WRITTEN REQUEST: Without including any pictures, write out all the entries exactly.

------

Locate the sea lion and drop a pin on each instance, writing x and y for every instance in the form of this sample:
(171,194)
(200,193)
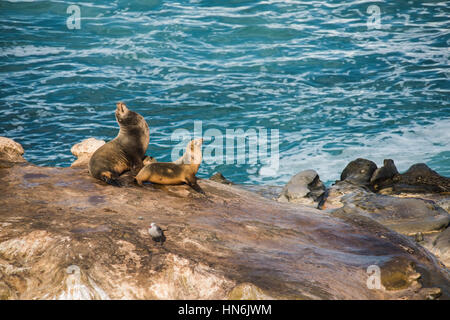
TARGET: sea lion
(171,173)
(123,153)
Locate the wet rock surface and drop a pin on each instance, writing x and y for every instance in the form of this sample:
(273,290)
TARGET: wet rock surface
(404,215)
(219,177)
(11,151)
(385,175)
(359,171)
(440,246)
(66,235)
(305,187)
(419,178)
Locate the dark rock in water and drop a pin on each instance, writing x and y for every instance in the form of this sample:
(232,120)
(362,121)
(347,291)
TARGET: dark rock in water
(404,215)
(305,187)
(232,244)
(359,171)
(339,191)
(441,247)
(421,179)
(218,177)
(11,151)
(385,175)
(419,237)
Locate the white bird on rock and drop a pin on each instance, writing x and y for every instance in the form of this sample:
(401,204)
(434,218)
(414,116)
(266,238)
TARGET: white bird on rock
(156,233)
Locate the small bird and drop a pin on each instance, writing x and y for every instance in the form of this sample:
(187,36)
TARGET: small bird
(156,233)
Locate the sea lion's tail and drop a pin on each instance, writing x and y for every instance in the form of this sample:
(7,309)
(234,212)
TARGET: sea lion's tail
(196,187)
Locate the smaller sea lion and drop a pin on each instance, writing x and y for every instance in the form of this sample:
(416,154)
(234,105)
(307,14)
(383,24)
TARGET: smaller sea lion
(170,173)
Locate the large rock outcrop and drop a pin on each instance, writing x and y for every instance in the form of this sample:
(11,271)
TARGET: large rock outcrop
(66,235)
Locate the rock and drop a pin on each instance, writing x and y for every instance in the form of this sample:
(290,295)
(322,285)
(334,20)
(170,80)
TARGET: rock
(218,177)
(305,187)
(84,150)
(404,215)
(66,235)
(440,247)
(10,150)
(359,171)
(419,178)
(335,194)
(384,175)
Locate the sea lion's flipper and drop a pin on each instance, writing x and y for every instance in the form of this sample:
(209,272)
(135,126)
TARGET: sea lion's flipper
(196,187)
(111,181)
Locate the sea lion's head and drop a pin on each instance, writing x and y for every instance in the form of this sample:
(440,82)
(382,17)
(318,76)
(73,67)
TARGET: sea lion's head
(132,124)
(194,151)
(126,117)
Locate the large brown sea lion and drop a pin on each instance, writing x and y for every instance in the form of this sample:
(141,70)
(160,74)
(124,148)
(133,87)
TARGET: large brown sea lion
(123,153)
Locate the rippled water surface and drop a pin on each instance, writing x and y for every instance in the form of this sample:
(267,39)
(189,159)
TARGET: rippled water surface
(335,88)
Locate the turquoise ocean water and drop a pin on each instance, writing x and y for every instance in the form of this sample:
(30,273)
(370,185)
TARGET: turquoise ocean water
(335,87)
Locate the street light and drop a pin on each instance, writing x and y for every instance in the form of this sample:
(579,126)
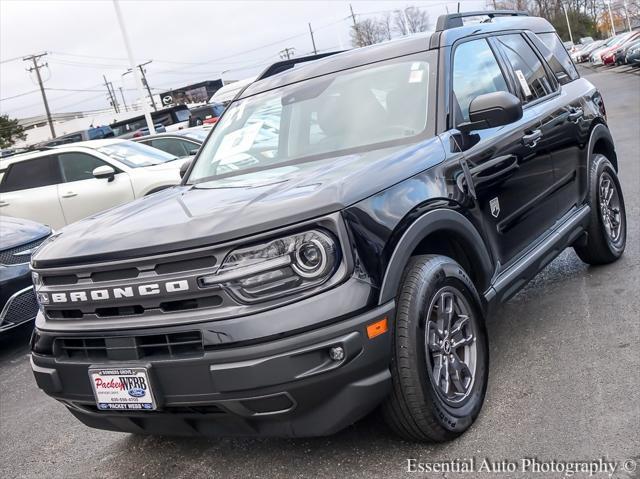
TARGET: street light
(222,73)
(132,63)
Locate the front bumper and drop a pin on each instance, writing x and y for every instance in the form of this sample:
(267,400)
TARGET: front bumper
(17,298)
(281,387)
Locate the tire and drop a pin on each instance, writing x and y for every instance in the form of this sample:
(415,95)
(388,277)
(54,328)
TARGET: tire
(418,409)
(607,232)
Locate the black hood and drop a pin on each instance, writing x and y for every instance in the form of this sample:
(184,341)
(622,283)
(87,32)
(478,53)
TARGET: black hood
(229,208)
(16,232)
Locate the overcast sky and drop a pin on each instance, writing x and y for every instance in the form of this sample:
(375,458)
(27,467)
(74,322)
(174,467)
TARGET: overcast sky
(188,41)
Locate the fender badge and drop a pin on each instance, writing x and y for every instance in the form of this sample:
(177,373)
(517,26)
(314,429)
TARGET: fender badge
(494,205)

------

SOLUTION TO THE PROBLEM:
Locate the sea lion and drop a pin on each instance, writing x and y for every instance in the form of this sample:
(171,194)
(200,193)
TARGET: sea lion
(171,173)
(123,153)
Locate the wet rock surface and drop a pin on each instance, writing x and y for every instance in the form of this sample:
(273,290)
TARGET: wet rock surface
(404,215)
(219,177)
(11,151)
(385,175)
(359,171)
(440,246)
(66,235)
(305,187)
(419,178)
Locate the dark rock in water and drop a pin on each instance, writing x and y for every instance in the form of this sample:
(232,120)
(362,121)
(347,291)
TARGET: dark rock in water
(404,215)
(305,187)
(232,244)
(359,171)
(339,191)
(441,247)
(421,179)
(218,177)
(11,151)
(385,175)
(419,237)
Locate the white bird on rock and drop a pin on each instance, writing x and y for every instance in the form of this sample:
(401,204)
(434,218)
(414,116)
(266,238)
TARGET: white bird on rock
(156,233)
Locate the small bird and drop a pin on each instance, writing x and y for every instance in the form of this sample:
(187,36)
TARGET: small bird
(156,233)
Locate the sea lion's tail and drop a pin on each instance, writing x and y for every instance in the form of this sample:
(7,309)
(234,212)
TARGET: sea lion's tail
(196,187)
Locate the smaller sea lion and drop a pin on each instance, writing x and y for every instance in the form of this sample:
(416,154)
(234,105)
(307,14)
(383,24)
TARGET: smaller sea lion
(170,173)
Locate the large rock outcrop and drop a pin on each instance, writing x and y for every instance in the form of this sample:
(11,271)
TARGET: large rock outcrop
(66,235)
Locate the rock and drop a pin on each instance, writing x and y for every instance in the form of this sample:
(290,295)
(322,285)
(334,20)
(170,80)
TARGET: rock
(218,177)
(305,187)
(84,150)
(404,215)
(66,235)
(440,247)
(10,150)
(359,171)
(419,178)
(335,194)
(384,175)
Locate the sea lion's flipper and drop a pin on each instance, writing x and y for every instance in the form of this sample:
(209,272)
(135,126)
TARGET: sea lion's flipper
(196,187)
(111,181)
Locate the sea lion's head and drop a pin on each instance, writing x and y for every instance in the form of this sample:
(440,82)
(382,17)
(318,76)
(73,67)
TARGET: sea lion's head
(132,124)
(194,151)
(126,117)
Locate the large brown sea lion and drop a pin on each instance, writing x and y for every instance in the form of this sample:
(141,70)
(160,74)
(124,148)
(133,87)
TARGET: large brown sea lion
(123,153)
Locate the rippled water surface and drop a pin on each instance, writing x and y for every instance in the form of this sample:
(267,39)
(189,159)
TARGET: rippled water surface
(335,88)
Locate the turquoise ocean water and drop a pin on each instance, writing x and y for every instance in the form of this sample:
(30,273)
(370,185)
TARGET: turquoise ocean water
(335,87)
Locate the street light and drop a pin on each instance, writing x and y for every instance in the form of this sample:
(579,126)
TARGET: street light
(222,73)
(132,63)
Locate the front bumper and drop a pin on each instance, writing x and y for every instance in the form of this sample:
(267,400)
TARGET: front bumper
(17,298)
(281,387)
Locate the tire and drop a pin on each instance, writing x and y for every instance in the form of this sample:
(415,95)
(388,277)
(54,328)
TARGET: tire
(418,409)
(607,232)
Locate the black hood and drop a pin on each instance, writing x and y for every instance in the form of this sample:
(184,341)
(622,283)
(87,32)
(478,53)
TARGET: black hood
(229,208)
(16,232)
Locate the overcast sky and drop a pin on each instance, writing x and y for every instance in the form of this sample:
(375,458)
(27,467)
(74,322)
(174,467)
TARGET: overcast sky
(188,41)
Locate the fender badge and drop a pin on each instance, writing x and y for every instance in the form of this sample:
(177,373)
(517,26)
(314,429)
TARGET: fender badge
(494,205)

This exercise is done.